GIVEN PROBLEM:
Extract all of the data and reproduce it precisely.

*** INFORMATION GIVEN ***

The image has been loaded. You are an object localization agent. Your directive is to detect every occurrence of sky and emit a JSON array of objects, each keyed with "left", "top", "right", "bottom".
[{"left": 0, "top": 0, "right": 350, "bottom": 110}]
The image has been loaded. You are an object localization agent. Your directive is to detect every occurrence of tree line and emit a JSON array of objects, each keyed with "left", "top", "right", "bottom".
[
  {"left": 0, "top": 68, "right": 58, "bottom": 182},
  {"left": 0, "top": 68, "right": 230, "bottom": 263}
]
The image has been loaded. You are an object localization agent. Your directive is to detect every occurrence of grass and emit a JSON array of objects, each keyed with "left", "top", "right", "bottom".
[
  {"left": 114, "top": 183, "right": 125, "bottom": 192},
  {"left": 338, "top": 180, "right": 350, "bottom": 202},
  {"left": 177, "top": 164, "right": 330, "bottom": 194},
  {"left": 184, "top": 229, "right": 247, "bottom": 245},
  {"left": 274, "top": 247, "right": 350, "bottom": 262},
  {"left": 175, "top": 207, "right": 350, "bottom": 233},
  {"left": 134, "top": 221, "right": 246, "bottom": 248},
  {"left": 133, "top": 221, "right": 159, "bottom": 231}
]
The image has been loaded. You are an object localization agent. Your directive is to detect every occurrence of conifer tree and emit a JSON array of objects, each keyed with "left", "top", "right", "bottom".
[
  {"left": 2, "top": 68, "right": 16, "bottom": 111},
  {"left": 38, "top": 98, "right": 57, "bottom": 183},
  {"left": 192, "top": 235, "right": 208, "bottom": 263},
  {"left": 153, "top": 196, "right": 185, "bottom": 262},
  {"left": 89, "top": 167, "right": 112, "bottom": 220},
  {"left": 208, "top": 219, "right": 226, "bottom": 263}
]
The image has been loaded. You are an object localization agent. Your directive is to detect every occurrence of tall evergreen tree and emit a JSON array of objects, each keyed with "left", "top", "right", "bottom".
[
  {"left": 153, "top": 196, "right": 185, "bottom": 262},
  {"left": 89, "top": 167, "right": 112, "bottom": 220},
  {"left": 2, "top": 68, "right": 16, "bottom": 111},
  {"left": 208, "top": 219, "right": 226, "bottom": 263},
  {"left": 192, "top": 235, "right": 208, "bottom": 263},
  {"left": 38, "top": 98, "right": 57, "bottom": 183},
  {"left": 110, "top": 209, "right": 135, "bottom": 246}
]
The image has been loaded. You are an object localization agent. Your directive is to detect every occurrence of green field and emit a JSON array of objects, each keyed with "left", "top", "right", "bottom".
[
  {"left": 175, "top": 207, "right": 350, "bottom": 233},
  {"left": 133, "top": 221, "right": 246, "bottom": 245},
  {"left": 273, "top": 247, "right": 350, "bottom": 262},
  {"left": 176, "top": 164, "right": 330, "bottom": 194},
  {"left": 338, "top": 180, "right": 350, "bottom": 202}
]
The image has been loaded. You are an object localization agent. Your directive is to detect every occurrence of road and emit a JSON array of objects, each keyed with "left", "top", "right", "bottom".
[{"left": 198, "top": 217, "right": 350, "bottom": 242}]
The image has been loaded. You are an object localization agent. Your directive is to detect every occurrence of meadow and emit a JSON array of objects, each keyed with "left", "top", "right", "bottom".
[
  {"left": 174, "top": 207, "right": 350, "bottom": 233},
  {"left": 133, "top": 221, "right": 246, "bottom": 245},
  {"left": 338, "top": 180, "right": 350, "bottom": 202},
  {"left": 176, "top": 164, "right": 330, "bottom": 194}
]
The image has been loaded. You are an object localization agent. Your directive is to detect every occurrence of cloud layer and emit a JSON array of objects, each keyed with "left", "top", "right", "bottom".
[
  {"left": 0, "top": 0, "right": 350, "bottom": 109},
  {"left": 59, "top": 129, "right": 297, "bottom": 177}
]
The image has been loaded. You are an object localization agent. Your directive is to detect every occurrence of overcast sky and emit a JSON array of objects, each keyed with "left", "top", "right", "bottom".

***

SOLUTION FOR THIS PROBLEM:
The image has been loaded. You are an object localization agent. Your directive is to detect every occurrence of sky and emit a JSON array of objects, each keyed with "left", "top", "right", "bottom".
[{"left": 0, "top": 0, "right": 350, "bottom": 110}]
The image has been loaded. You are an object localization agent. Your directive is to detect every occurrence of tree line and emit a JSON array of objects, each keyed with "left", "top", "right", "bottom".
[
  {"left": 0, "top": 68, "right": 58, "bottom": 182},
  {"left": 0, "top": 68, "right": 230, "bottom": 263}
]
The image has been loaded. You are an object localization agent. Your directive is to detect every occurrence of grass and emit a JSON array of objects, each keyed with "left", "top", "right", "bottom".
[
  {"left": 114, "top": 183, "right": 125, "bottom": 192},
  {"left": 338, "top": 180, "right": 350, "bottom": 202},
  {"left": 177, "top": 164, "right": 330, "bottom": 194},
  {"left": 184, "top": 229, "right": 247, "bottom": 245},
  {"left": 274, "top": 247, "right": 350, "bottom": 262},
  {"left": 175, "top": 207, "right": 350, "bottom": 233},
  {"left": 134, "top": 221, "right": 246, "bottom": 248},
  {"left": 133, "top": 221, "right": 159, "bottom": 231}
]
The image has been loaded. You are an object localization agent. Your directive is to detect every occurrence of conifer tree and emit a JSON array of objects, each keyed with "left", "top", "right", "bottom".
[
  {"left": 2, "top": 68, "right": 16, "bottom": 111},
  {"left": 38, "top": 98, "right": 57, "bottom": 183},
  {"left": 192, "top": 235, "right": 208, "bottom": 263},
  {"left": 153, "top": 196, "right": 185, "bottom": 262},
  {"left": 89, "top": 167, "right": 112, "bottom": 220},
  {"left": 208, "top": 219, "right": 226, "bottom": 263}
]
The image has been loaded. You are an object localization agent. Your directive is to detect every occurrence of tall evergreen tree and emit a JSON array of objects, each keyed with "left", "top", "right", "bottom".
[
  {"left": 153, "top": 196, "right": 185, "bottom": 262},
  {"left": 89, "top": 167, "right": 112, "bottom": 220},
  {"left": 2, "top": 68, "right": 16, "bottom": 111},
  {"left": 208, "top": 219, "right": 226, "bottom": 263},
  {"left": 192, "top": 235, "right": 208, "bottom": 263},
  {"left": 38, "top": 98, "right": 57, "bottom": 183},
  {"left": 110, "top": 209, "right": 135, "bottom": 246}
]
The image has been loaded. You are an object localization agent. Your directive is to detect every occurrence of green field and emit a JSON array of objects, each keyed with "left", "top", "right", "bottom".
[
  {"left": 175, "top": 207, "right": 350, "bottom": 233},
  {"left": 133, "top": 221, "right": 246, "bottom": 245},
  {"left": 273, "top": 247, "right": 350, "bottom": 262},
  {"left": 176, "top": 164, "right": 330, "bottom": 194},
  {"left": 338, "top": 180, "right": 350, "bottom": 202}
]
The image has been loaded. You are an object localization agent. Your directive is to detect every occurrence of road and emit a JSON array of objects, each keyed with "left", "top", "right", "bottom".
[{"left": 198, "top": 217, "right": 350, "bottom": 242}]
The image has been loaded. You are an object localization agent. Your directive is to detect every occurrence of meadow and emit a JSON array of objects, each keyed with "left", "top", "right", "bottom".
[
  {"left": 174, "top": 207, "right": 350, "bottom": 233},
  {"left": 133, "top": 221, "right": 246, "bottom": 245},
  {"left": 338, "top": 180, "right": 350, "bottom": 202},
  {"left": 176, "top": 164, "right": 330, "bottom": 194}
]
The image has been loaded. You are an object localization agent. Your directive is to detect every occurrence of cloud layer and emit a JSON array of objects, each keyed with "left", "top", "right", "bottom".
[
  {"left": 0, "top": 0, "right": 350, "bottom": 109},
  {"left": 59, "top": 129, "right": 297, "bottom": 177}
]
The image has been loaded. You are an object localization agent. Your directive is to detect every occurrence of overcast sky and emit a JSON array of objects, each keyed with "left", "top", "right", "bottom".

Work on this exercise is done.